Stored records.
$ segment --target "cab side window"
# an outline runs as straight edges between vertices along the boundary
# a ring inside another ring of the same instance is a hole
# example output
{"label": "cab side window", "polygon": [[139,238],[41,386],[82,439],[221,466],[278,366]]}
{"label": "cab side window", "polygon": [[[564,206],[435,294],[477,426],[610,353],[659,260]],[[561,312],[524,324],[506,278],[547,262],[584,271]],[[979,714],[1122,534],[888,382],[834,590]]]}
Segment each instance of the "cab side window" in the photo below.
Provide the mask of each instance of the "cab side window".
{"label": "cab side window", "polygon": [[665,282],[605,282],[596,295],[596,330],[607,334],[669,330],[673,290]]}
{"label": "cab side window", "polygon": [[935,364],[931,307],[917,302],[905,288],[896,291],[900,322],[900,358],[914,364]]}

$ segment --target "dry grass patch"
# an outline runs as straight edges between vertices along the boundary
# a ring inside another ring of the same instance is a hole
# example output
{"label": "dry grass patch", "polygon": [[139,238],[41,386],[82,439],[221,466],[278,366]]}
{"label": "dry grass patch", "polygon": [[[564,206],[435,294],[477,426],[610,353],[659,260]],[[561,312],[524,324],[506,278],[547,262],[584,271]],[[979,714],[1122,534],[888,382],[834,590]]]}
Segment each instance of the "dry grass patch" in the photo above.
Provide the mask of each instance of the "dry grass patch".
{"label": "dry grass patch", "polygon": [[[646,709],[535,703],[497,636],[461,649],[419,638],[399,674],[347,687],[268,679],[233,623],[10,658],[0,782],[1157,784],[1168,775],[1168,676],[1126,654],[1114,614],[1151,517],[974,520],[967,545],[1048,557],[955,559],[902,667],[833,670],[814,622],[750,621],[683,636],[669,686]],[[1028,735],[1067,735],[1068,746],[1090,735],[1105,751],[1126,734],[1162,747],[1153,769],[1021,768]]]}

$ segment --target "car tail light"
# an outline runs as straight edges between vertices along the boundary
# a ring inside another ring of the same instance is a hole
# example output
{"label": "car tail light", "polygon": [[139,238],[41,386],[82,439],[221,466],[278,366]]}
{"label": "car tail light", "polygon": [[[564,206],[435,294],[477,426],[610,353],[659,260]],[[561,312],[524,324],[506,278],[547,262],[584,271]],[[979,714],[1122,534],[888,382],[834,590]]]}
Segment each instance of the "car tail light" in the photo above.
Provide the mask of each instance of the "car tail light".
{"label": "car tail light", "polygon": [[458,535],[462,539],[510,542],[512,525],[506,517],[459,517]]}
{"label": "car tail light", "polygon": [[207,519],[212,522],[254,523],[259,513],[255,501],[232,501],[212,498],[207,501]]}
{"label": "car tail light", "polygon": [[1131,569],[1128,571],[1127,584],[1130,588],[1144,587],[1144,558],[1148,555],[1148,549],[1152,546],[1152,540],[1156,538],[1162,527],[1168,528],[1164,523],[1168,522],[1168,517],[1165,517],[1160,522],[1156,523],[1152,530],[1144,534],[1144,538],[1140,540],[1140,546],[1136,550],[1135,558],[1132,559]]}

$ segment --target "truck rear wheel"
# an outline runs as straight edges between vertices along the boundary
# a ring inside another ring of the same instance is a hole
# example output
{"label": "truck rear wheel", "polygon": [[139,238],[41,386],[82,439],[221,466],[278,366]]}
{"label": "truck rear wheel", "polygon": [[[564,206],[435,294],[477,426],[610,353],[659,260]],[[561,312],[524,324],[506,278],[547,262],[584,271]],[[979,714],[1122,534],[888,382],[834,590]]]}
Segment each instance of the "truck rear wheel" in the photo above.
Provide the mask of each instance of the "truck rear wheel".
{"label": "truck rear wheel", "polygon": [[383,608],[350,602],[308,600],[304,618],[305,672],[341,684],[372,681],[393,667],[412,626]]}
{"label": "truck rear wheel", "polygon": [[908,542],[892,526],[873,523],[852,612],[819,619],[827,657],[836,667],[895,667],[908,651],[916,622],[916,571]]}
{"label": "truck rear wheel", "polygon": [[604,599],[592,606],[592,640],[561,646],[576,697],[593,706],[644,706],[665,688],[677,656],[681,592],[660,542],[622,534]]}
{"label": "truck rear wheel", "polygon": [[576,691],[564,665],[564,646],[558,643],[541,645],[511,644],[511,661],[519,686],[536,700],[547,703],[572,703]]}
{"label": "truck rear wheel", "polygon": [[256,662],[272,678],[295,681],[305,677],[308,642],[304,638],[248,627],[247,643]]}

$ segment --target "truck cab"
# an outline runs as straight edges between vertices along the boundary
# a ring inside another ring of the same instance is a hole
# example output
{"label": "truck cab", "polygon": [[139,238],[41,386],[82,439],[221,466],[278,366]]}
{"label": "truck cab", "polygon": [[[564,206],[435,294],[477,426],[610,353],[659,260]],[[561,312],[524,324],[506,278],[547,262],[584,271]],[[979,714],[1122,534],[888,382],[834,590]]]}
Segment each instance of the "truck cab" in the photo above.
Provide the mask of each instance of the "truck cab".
==
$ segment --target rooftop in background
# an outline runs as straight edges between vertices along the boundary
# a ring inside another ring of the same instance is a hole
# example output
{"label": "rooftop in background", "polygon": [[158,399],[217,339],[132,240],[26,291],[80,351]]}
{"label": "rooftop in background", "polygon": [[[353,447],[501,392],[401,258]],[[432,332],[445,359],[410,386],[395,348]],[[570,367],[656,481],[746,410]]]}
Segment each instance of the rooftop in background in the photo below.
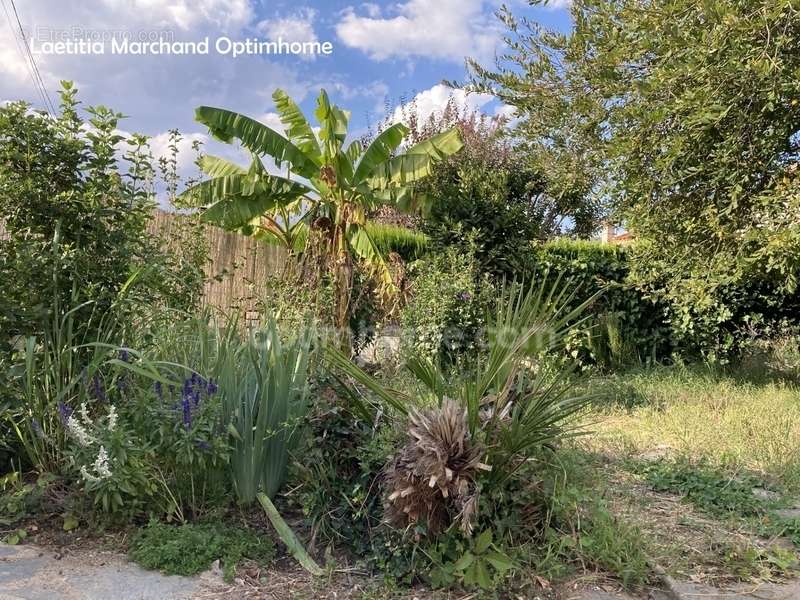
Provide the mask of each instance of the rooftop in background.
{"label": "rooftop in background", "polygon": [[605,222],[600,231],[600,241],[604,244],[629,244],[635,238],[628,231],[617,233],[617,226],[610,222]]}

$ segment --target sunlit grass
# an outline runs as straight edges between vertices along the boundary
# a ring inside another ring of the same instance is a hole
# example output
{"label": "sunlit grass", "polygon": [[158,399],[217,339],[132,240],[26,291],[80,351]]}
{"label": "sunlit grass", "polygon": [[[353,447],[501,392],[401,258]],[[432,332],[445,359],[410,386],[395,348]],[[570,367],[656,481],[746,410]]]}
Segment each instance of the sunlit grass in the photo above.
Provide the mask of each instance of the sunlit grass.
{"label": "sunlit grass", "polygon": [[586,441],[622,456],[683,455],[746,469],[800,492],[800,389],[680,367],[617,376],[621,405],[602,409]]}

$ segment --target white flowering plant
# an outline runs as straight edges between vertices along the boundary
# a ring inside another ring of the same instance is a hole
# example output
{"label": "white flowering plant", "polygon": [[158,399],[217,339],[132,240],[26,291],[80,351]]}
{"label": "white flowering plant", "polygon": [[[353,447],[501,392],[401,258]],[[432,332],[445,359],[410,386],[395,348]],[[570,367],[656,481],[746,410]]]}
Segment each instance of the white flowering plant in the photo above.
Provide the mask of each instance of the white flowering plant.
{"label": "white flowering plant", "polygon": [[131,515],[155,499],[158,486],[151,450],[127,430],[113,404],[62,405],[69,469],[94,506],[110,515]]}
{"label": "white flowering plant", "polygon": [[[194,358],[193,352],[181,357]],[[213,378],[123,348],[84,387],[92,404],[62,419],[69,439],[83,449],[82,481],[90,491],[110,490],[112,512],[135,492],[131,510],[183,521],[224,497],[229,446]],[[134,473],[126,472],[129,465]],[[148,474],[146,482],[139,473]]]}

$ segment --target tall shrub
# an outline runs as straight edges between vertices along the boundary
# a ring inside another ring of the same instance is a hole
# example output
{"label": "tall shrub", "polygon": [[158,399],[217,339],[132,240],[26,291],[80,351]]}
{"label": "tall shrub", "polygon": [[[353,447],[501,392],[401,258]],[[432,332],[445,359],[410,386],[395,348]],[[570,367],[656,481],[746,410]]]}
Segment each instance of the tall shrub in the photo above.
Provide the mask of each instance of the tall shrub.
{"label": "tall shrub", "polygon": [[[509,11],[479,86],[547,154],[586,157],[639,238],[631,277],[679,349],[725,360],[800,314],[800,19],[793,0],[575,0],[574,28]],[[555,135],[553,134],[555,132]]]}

YOUR OBJECTIVE. Set down, unchanged, only those lines above that fall between the line with "--target white flowering plant" and the line with "Segment each instance of the white", the two end lines included.

REPLY TO THE EXERCISE.
$ segment --target white flowering plant
# an outline runs as straight edges between vertices along the boundary
# a ring inside another ring of the same instance is a hole
# example output
{"label": "white flowering plant", "polygon": [[158,399],[217,339],[132,240],[26,291],[80,351]]}
{"label": "white flowering plant", "polygon": [[[353,447],[501,392],[401,258]],[[432,332],[445,359],[410,386],[395,348]],[[570,367],[656,481],[746,410]]]}
Segment each instance of the white flowering plant in the photo above.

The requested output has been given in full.